Page text:
How and Why We Must Act on Aerosol Spread, Plus the Reason for Debate
Experts to CDC: We Must Act Now on Aerosol Transmission
We must step up our response to address the nature of the threat: the aerosol spread of Covid-19. Last fall after hundreds of experts wrote a public letter asking WHO to acknowledge aerosol spread, the CDC acknowledged the risk of aerosols (viral particles that can float in the air for hours), but the US failed to adapt. Quickly the CDC pulled down the acknowledgment, saying it was a mistake.
Likely, that isn’t what happened, but that’s for another article another day.
What’s the difference between droplets and aerosol?
It’s not black and white. Few questioned whether the virus could spread through the air. Rather the debate was over how often it happened. If it was rare, then treating this virus as airborne would have wasted a lot of energy and resources.
Why couldn’t people agree on whether it could spread by sharing air?
First, scientists don’t debate to find a compromise. We dialogue to help each other find holes in our arguments, so it’s not that we’re looking for a happy medium. We’re looking for the truth. That takes time.
Still, we make the best recommendation we can with what we know. That means the recommendation must change if the new information we learn warrants it.
One disagreement is over where the cutoff between large and small droplets exists. The cutoff wouldn’t work like a magic line where everything bigger than X falls to the ground and everything smaller than X floats. It’s a continuum.
Various sources will put the cutoff at 2 µm, 5 µm, 10 µm, 20 µm, or even 100 µm—which you can read as ultra-freaking-tiny, super-freaking-tiny, teeny-tiny, itty-bitty, and small. If you prefer to be precise, µm stands for micrometer, commonly called a micron. A cough doesn’t release particles of just one size.
It’s a continuum based on the size of the particle or droplet. Droplets are larger and heavier and fall to the ground shortly after the person expels them via sneeze, speech, etc. Aerosols hang in the air because they are much lighter—a little like clouds except not visible.

(Data records)
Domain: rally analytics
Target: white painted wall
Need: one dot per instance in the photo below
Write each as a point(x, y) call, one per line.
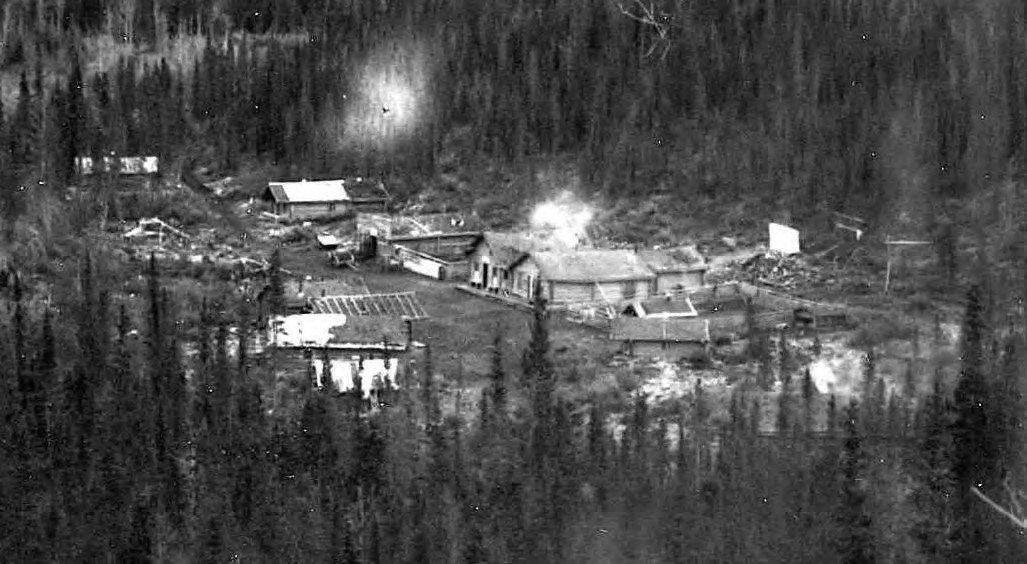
point(784, 239)
point(372, 377)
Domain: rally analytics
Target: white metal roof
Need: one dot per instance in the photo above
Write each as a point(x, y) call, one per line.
point(309, 191)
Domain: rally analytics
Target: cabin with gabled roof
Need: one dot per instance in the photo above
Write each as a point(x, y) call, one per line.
point(609, 275)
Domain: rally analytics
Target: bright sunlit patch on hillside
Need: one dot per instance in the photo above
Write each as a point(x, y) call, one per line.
point(387, 103)
point(566, 217)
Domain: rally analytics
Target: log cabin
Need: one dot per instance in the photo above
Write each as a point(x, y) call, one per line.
point(582, 275)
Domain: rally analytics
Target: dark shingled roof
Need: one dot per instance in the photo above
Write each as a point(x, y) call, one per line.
point(673, 330)
point(591, 265)
point(306, 191)
point(675, 260)
point(510, 248)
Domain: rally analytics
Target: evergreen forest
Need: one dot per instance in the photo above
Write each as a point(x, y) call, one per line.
point(127, 435)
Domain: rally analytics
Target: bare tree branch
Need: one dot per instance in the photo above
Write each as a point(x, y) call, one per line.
point(1015, 514)
point(659, 22)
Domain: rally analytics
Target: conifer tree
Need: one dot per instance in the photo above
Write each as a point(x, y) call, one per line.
point(23, 127)
point(497, 379)
point(854, 542)
point(975, 450)
point(539, 378)
point(276, 287)
point(935, 487)
point(75, 118)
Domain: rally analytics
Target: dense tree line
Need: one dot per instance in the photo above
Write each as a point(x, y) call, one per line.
point(118, 445)
point(870, 106)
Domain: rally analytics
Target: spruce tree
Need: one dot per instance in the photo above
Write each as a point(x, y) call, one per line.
point(935, 488)
point(539, 379)
point(975, 450)
point(75, 119)
point(854, 542)
point(497, 379)
point(276, 287)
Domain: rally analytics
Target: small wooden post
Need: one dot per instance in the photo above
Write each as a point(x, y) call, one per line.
point(887, 268)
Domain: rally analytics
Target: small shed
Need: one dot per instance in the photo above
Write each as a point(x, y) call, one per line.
point(583, 275)
point(328, 242)
point(492, 255)
point(671, 339)
point(307, 199)
point(360, 350)
point(120, 165)
point(661, 307)
point(679, 268)
point(367, 193)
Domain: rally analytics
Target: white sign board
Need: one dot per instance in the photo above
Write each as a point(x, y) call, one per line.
point(784, 239)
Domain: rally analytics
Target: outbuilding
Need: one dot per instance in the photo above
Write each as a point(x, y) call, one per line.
point(582, 275)
point(667, 338)
point(307, 199)
point(676, 269)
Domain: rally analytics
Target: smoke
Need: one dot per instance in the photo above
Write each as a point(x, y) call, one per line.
point(387, 104)
point(565, 218)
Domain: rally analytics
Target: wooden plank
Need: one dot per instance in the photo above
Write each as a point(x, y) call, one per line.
point(400, 305)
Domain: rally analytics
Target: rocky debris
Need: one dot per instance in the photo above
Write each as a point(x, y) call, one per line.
point(786, 271)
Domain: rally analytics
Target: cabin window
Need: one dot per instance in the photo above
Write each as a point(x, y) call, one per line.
point(628, 290)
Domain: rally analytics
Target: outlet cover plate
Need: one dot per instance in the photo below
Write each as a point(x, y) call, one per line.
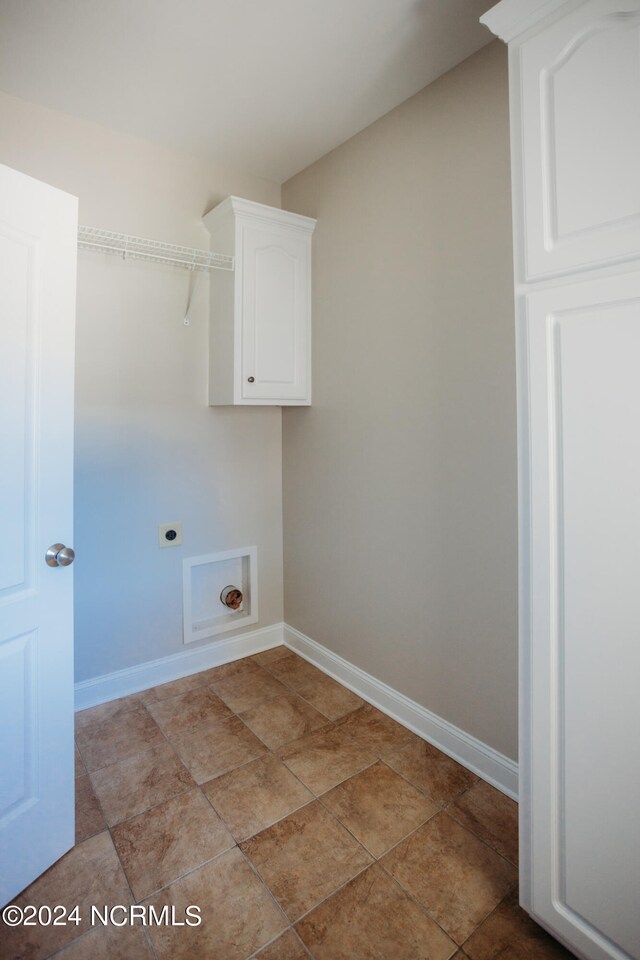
point(164, 534)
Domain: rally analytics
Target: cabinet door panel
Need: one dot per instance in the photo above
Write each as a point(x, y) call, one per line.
point(275, 329)
point(584, 397)
point(580, 81)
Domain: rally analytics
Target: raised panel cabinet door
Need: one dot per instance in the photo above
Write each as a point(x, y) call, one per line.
point(579, 80)
point(275, 314)
point(581, 658)
point(38, 230)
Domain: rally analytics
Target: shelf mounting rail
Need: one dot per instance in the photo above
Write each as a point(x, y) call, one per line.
point(138, 248)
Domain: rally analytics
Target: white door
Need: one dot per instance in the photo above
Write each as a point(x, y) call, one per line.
point(583, 801)
point(38, 226)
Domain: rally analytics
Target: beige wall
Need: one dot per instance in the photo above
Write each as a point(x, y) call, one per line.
point(148, 448)
point(400, 480)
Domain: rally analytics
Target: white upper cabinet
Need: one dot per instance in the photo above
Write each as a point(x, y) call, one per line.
point(260, 334)
point(579, 82)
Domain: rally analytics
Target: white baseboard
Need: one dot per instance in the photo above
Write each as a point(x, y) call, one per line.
point(467, 750)
point(89, 693)
point(477, 756)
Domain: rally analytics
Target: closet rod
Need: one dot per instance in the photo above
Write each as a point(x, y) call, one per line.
point(138, 248)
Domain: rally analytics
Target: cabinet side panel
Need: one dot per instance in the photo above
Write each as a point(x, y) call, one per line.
point(598, 397)
point(221, 319)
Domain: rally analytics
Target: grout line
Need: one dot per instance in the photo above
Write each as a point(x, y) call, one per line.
point(331, 724)
point(253, 867)
point(187, 873)
point(420, 906)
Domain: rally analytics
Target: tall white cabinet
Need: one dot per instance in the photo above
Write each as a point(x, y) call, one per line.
point(575, 114)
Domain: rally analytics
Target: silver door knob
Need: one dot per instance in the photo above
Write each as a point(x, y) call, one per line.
point(59, 556)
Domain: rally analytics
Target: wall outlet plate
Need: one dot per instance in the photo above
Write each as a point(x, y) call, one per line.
point(170, 534)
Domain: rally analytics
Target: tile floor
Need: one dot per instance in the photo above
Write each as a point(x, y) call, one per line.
point(302, 821)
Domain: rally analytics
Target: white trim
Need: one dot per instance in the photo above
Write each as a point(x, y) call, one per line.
point(473, 754)
point(89, 693)
point(477, 756)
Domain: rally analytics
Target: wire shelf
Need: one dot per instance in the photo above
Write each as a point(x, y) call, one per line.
point(139, 248)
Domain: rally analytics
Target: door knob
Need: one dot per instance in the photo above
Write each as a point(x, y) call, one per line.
point(59, 556)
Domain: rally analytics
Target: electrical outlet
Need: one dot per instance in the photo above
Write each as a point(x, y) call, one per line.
point(170, 534)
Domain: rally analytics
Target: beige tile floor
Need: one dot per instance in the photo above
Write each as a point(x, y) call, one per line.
point(302, 821)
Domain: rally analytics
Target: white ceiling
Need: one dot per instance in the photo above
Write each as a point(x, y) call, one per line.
point(267, 86)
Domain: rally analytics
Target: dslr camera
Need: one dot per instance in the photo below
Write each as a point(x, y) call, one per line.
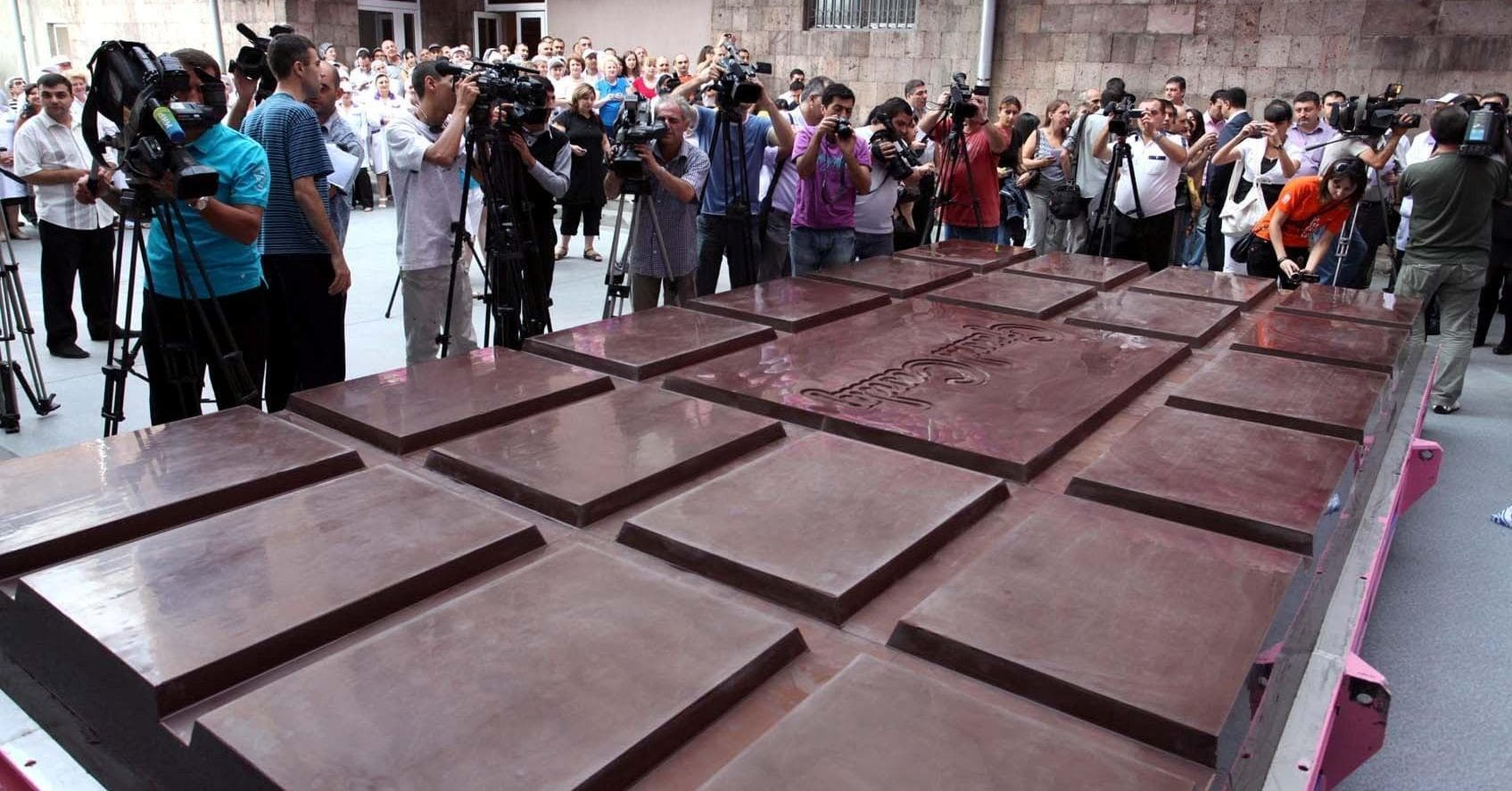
point(961, 108)
point(1488, 128)
point(631, 130)
point(1122, 114)
point(1373, 115)
point(252, 59)
point(504, 84)
point(739, 84)
point(132, 84)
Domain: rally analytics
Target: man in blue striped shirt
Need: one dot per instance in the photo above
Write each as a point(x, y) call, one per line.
point(302, 260)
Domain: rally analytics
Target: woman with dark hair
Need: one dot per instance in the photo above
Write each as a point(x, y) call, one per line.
point(584, 199)
point(1299, 228)
point(1266, 162)
point(1015, 204)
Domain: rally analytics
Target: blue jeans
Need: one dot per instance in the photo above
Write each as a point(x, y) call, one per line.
point(970, 234)
point(870, 245)
point(815, 248)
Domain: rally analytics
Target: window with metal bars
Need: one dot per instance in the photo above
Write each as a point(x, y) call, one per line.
point(859, 14)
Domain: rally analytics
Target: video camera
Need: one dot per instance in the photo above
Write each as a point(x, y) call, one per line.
point(1373, 115)
point(631, 130)
point(522, 88)
point(1488, 129)
point(135, 88)
point(961, 108)
point(739, 85)
point(252, 59)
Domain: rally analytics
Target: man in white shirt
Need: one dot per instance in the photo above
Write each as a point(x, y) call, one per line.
point(428, 186)
point(78, 239)
point(1142, 230)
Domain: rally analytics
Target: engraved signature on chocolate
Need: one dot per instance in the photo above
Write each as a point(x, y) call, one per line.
point(894, 384)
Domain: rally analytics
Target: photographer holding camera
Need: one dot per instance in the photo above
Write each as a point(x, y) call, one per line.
point(221, 230)
point(737, 143)
point(302, 260)
point(832, 171)
point(889, 134)
point(1449, 243)
point(970, 186)
point(1142, 227)
point(428, 182)
point(678, 169)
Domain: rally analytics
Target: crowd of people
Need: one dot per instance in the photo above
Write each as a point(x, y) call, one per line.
point(768, 185)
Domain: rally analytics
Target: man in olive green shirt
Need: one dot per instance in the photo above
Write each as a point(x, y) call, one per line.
point(1449, 243)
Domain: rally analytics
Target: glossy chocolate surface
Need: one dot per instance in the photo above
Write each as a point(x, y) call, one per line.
point(977, 389)
point(892, 276)
point(1364, 306)
point(598, 456)
point(198, 608)
point(578, 671)
point(1322, 341)
point(1074, 608)
point(1210, 286)
point(1255, 482)
point(650, 342)
point(976, 256)
point(1292, 393)
point(103, 492)
point(1154, 317)
point(1003, 293)
point(791, 304)
point(417, 406)
point(1090, 269)
point(880, 726)
point(822, 525)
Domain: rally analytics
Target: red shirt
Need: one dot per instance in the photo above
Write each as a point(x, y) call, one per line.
point(981, 165)
point(1307, 212)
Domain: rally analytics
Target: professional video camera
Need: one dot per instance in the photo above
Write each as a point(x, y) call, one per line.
point(1373, 115)
point(1488, 128)
point(631, 130)
point(1120, 114)
point(252, 59)
point(135, 88)
point(739, 84)
point(522, 88)
point(961, 108)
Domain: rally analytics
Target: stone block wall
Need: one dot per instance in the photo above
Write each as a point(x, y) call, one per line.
point(1053, 49)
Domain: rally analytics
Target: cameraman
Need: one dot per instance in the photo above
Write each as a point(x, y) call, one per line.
point(678, 169)
point(723, 230)
point(223, 232)
point(426, 169)
point(1449, 243)
point(971, 186)
point(832, 171)
point(889, 123)
point(1142, 230)
point(302, 260)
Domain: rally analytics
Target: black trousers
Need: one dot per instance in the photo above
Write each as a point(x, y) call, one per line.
point(720, 236)
point(1144, 239)
point(89, 256)
point(178, 350)
point(306, 325)
point(1496, 293)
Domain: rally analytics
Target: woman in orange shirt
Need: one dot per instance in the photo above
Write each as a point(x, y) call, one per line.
point(1305, 218)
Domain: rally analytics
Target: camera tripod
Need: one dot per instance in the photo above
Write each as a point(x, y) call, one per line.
point(515, 288)
point(616, 271)
point(180, 360)
point(15, 324)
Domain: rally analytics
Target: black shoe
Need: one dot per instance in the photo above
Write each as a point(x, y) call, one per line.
point(69, 353)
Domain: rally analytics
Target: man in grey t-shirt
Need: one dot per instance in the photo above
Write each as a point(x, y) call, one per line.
point(426, 167)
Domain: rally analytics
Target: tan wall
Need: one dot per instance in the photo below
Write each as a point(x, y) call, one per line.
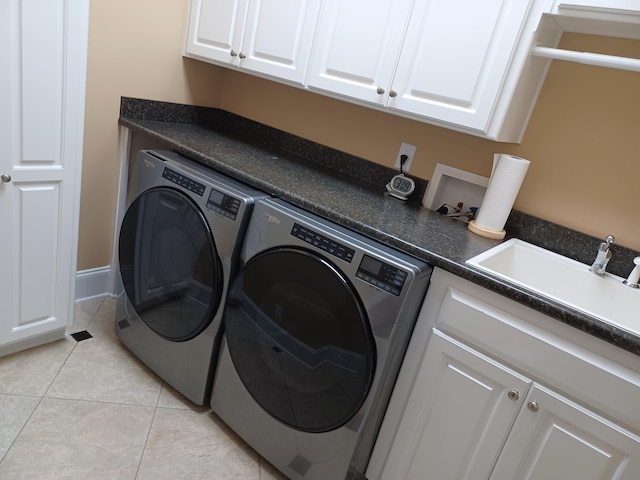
point(135, 50)
point(583, 139)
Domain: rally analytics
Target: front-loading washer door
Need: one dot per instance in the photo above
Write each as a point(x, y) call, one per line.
point(300, 339)
point(169, 265)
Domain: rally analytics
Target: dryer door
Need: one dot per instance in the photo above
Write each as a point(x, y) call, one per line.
point(300, 339)
point(169, 265)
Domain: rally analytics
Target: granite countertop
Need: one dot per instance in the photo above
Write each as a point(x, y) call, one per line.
point(351, 192)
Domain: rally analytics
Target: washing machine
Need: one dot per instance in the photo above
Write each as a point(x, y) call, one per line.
point(179, 244)
point(317, 322)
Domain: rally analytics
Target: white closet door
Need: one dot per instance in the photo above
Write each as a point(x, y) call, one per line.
point(42, 90)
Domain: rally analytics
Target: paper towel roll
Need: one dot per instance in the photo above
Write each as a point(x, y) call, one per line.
point(504, 184)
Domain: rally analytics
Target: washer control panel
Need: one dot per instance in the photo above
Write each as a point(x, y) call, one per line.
point(224, 204)
point(184, 181)
point(382, 275)
point(323, 243)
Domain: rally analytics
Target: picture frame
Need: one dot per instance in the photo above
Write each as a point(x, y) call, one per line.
point(452, 186)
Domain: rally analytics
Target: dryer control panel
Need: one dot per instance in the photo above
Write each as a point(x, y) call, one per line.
point(382, 275)
point(323, 243)
point(183, 181)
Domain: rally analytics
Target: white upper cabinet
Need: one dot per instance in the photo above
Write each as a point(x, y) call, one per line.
point(456, 55)
point(453, 63)
point(266, 37)
point(357, 48)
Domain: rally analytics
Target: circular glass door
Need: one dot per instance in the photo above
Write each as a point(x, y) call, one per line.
point(169, 265)
point(300, 339)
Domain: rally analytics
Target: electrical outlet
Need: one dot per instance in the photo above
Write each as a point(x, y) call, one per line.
point(410, 152)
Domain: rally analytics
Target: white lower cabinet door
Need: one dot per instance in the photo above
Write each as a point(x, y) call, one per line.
point(554, 438)
point(457, 417)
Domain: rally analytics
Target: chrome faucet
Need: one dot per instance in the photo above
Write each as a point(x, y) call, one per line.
point(634, 276)
point(603, 256)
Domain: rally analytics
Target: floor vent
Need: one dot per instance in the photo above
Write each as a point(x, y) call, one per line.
point(83, 335)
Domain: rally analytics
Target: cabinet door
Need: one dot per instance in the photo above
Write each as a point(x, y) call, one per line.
point(455, 57)
point(457, 417)
point(42, 87)
point(357, 47)
point(278, 37)
point(215, 30)
point(555, 438)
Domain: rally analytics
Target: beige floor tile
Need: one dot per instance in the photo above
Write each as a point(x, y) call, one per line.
point(14, 413)
point(31, 371)
point(70, 439)
point(171, 398)
point(105, 371)
point(195, 445)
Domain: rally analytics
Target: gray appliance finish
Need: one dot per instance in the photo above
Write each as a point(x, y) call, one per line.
point(317, 323)
point(179, 243)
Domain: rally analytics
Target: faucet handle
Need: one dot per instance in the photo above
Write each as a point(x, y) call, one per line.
point(634, 276)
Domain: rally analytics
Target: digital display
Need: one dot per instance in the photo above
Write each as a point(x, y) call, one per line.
point(216, 197)
point(402, 184)
point(382, 275)
point(371, 265)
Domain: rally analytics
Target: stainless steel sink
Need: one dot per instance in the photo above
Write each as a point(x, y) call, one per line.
point(564, 280)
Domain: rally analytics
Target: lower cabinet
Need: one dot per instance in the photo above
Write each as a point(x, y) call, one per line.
point(485, 409)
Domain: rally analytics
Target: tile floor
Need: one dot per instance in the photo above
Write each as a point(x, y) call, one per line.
point(90, 410)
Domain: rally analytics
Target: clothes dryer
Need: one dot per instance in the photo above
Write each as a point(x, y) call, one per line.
point(179, 244)
point(316, 326)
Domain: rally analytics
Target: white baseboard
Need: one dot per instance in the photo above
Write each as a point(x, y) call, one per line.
point(94, 283)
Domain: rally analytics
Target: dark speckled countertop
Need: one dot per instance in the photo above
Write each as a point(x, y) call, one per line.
point(350, 191)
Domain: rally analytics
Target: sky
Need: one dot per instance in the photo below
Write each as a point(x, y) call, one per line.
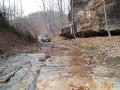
point(31, 6)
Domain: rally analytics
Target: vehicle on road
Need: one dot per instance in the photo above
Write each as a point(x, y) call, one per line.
point(45, 38)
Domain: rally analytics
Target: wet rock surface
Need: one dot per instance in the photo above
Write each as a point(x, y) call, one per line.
point(59, 67)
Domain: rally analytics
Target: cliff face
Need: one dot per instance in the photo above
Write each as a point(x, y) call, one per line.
point(89, 14)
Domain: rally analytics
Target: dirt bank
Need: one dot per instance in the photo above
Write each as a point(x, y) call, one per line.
point(11, 41)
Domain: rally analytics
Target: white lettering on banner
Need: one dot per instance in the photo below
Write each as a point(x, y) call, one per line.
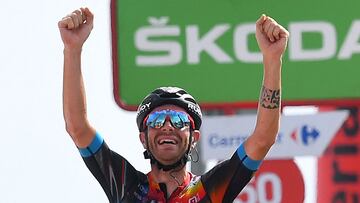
point(159, 43)
point(351, 45)
point(258, 192)
point(328, 49)
point(216, 140)
point(301, 135)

Assignment:
Return the full article on aerosol spread word for word, from its headline to its last line.

Result:
How and Why We Must Act on Aerosol Spread, Plus the Reason for Debate
Experts to CDC: We Must Act Now on Aerosol Transmission
We must step up our response to address the nature of the threat: the aerosol spread of Covid-19. Last fall after hundreds of experts wrote a public letter asking WHO to acknowledge aerosol spread, the CDC acknowledged the risk of aerosols (viral particles that can float in the air for hours), but the US failed to adapt. Quickly the CDC pulled down the acknowledgment, saying it was a mistake.
Likely, that isn’t what happened, but that’s for another article another day.
What’s the difference between droplets and aerosol?
It’s not black and white. Few questioned whether the virus could spread through the air. Rather the debate was over how often it happened. If it was rare, then treating this virus as airborne would have wasted a lot of energy and resources.
Why couldn’t people agree on whether it could spread by sharing air?
First, scientists don’t debate to find a compromise. We dialogue to help each other find holes in our arguments, so it’s not that we’re looking for a happy medium. We’re looking for the truth. That takes time.
Still, we make the best recommendation we can with what we know. That means the recommendation must change if the new information we learn warrants it.
One disagreement is over where the cutoff between large and small droplets exists. The cutoff wouldn’t work like a magic line where everything bigger than X falls to the ground and everything smaller than X floats. It’s a continuum.
Various sources will put the cutoff at 2 µm, 5 µm, 10 µm, 20 µm, or even 100 µm—which you can read as ultra-freaking-tiny, super-freaking-tiny, teeny-tiny, itty-bitty, and small. If you prefer to be precise, µm stands for micrometer, commonly called a micron. A cough doesn’t release particles of just one size.
It’s a continuum based on the size of the particle or droplet. Droplets are larger and heavier and fall to the ground shortly after the person expels them via sneeze, speech, etc. Aerosols hang in the air because they are much lighter—a little like clouds except not visible.